● **Set task a**: Which lines in the rows below contain the string "Target", with case taken into account? Locate each one and copy it out in full.

How to run MicroShift with OpenShift Local and Podman Desktop

In a previous article, Why developers should use MicroShift, I explained the benefits of using the Red Hat build of MicroShift for testing Kubernetes applications. MicroShift provides a closer alignment with Red Hat OpenShift than other Kubernetes distributions, such as Kind, and lowers the risk of running into a "it works on my machine" type situation.

This article demonstrates step-by-step how to use MicroShift with CRC, by itself or together with Podman Desktop. I tested the commands and captured screen shots in a Fedora Linux machine, but it should work the same way on Windows and MacOS.

Using MicroShift, CRC, and Podman Desktop

To run the Red Hat build of MicroShift, you need a virtual machine (VM) running Red Hat Enterprise Linux (RHEL). It cannot run as a container yet, and there are no binary packages for Fedora and other community distributions of Linux. Sure, you will be able to run MicroShift from bootc containers, but you’re supposed to deploy bootc containers in a VM or physical machine anyway.

● **Set task b**: Can you carry on the MicroShift article above, starting right after its last sentence?

● **Given entries**:
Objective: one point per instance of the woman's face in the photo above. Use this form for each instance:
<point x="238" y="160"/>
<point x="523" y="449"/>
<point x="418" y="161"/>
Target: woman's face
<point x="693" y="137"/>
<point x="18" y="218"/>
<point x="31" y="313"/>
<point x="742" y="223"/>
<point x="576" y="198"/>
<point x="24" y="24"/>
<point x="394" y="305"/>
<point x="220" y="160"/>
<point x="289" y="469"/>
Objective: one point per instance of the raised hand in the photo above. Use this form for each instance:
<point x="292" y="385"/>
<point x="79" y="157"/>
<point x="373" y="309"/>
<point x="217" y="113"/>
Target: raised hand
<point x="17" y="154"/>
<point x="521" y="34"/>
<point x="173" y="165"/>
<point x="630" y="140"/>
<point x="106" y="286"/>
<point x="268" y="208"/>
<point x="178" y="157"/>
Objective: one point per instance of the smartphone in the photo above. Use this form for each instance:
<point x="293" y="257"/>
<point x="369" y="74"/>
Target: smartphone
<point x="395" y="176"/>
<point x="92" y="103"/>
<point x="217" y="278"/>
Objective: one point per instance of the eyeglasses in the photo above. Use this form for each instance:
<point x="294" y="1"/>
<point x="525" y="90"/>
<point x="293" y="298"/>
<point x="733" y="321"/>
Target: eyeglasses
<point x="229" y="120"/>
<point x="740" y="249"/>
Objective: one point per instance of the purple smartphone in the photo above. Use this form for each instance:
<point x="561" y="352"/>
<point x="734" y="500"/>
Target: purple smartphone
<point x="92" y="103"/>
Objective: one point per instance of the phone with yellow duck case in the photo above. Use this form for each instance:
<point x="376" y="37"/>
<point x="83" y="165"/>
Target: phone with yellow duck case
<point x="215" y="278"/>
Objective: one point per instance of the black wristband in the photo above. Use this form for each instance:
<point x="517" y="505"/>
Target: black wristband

● **Written answer a**:
Target: woman's face
Target: raised hand
Target: smartphone
Target: eyeglasses
Target: purple smartphone
Target: phone with yellow duck case
Target: black wristband

● **Written answer b**:
You do not need to be a Red Hat customer to run MicroShift and RHEL. All that is needed is a free account in the Red Hat Developer Program which provides access to resources that used to be available only to Red Hat customers, such as RHEL package updates. The Red Hat Developer Program also enables professionals who work for companies that are Red Hat customers to experiment with and develop using Red Hat products, in a way that is compatible with the Red Hat End User License Agreement.

Running hypervisors and creating VMs may seem like a daunting task for many developers. To be honest, a basic all-defaults installation of RHEL will not support a fully functional installation of MicroShift. You should learn about advanced RHEL features such as Logical Volume Management (LVM) and custom partitioning.

Fortunately, Red Hat OpenShift Local provides an easier way to set up a RHEL VM running MicroShift. OpenShift Local provides a Red Hat build of the CRC project, which in turn provides a simple command-line interface that abstracts the native hypervisor of your desktop operating system, plus ready-to-use VM images with Red Hat OpenShift and Red Hat build of MicroShift.

With CRC, users of Windows, Mac, and different Linux distributions get a VM that is preconfigured to run MicroShift. This allows them to focus on their business and development goals without having to worry about the underlying VM management or RHEL system administration.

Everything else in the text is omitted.